[Stored entries]
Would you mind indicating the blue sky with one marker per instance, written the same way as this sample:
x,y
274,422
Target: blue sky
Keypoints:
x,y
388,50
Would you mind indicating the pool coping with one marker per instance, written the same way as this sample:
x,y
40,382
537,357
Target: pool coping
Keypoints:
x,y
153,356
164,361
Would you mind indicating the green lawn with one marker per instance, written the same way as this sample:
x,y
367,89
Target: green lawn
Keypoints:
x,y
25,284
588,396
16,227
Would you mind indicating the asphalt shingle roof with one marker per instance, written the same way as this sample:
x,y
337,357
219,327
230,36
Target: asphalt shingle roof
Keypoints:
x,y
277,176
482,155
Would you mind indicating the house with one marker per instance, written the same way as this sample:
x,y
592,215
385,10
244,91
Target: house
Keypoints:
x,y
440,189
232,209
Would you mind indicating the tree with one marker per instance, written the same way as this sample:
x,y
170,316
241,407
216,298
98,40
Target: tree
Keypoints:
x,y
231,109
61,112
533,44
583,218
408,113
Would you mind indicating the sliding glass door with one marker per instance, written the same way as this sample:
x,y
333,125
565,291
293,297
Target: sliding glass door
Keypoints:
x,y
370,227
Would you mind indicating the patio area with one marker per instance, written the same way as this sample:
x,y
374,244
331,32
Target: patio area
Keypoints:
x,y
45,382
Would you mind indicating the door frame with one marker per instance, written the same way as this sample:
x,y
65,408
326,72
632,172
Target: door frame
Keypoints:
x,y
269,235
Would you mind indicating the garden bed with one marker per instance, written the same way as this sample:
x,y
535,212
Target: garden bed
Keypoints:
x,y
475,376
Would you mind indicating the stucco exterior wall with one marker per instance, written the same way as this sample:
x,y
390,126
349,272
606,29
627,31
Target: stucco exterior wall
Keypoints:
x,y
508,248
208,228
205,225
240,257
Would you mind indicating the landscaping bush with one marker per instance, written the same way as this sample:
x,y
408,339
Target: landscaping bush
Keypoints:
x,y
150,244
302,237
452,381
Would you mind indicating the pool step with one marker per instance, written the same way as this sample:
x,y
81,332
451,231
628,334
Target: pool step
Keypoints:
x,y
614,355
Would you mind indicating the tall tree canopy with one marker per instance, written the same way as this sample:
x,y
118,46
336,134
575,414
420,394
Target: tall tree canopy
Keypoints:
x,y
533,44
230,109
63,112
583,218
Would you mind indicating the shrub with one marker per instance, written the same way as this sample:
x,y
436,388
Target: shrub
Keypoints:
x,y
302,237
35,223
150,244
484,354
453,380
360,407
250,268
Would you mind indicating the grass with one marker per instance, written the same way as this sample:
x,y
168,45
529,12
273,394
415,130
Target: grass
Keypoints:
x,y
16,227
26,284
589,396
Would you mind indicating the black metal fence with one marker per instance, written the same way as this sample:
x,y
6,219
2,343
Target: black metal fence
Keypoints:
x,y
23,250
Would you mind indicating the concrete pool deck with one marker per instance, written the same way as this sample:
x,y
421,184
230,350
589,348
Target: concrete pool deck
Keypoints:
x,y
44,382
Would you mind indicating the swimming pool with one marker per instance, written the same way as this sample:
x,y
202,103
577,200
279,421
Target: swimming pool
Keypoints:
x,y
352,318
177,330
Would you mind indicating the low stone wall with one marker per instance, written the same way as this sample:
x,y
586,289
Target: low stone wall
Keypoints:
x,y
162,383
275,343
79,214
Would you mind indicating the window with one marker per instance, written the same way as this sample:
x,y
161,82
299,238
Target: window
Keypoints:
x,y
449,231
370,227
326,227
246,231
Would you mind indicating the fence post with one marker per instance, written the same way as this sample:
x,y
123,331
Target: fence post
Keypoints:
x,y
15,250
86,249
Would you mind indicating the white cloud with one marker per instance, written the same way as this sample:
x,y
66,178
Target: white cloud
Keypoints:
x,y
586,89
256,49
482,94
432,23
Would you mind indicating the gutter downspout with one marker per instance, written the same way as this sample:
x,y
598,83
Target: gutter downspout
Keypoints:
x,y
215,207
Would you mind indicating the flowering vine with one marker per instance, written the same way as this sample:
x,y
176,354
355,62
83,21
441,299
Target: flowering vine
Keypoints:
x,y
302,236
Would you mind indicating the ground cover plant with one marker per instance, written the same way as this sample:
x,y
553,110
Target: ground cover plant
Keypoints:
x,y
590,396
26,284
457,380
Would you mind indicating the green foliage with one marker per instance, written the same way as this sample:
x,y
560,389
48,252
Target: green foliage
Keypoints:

■ OBJECTIVE
Give back, exactly as written, the lines from the one with "Would you mind indicating the white" to the last line.

■ OUTPUT BELOW
Would you mind indicating the white cloud with one marker per instance, written the same way as this sample:
x,y
66,178
Target: white cloud
Keypoints:
x,y
586,89
256,49
482,94
432,23
Would you mind indicating the gutter downspout with one marker per instance, written the same way as this sample:
x,y
598,83
Target: gutter downspout
Keypoints:
x,y
215,207
Would you mind indicating the flowering vine with one marker per instance, written the same way as this sample:
x,y
176,354
355,62
83,21
441,299
Target: flowering vine
Keypoints:
x,y
302,236
Would you mind indicating the ground cover plant with one marker per instance, written the same way as this sample:
x,y
553,110
Target: ground cover plant
Keypoints:
x,y
590,396
26,284
457,380
Would you mind indicating the green foliage with one marker per instance, written the same way as this sample:
x,y
560,389
48,252
Target: green foliage
Keypoints:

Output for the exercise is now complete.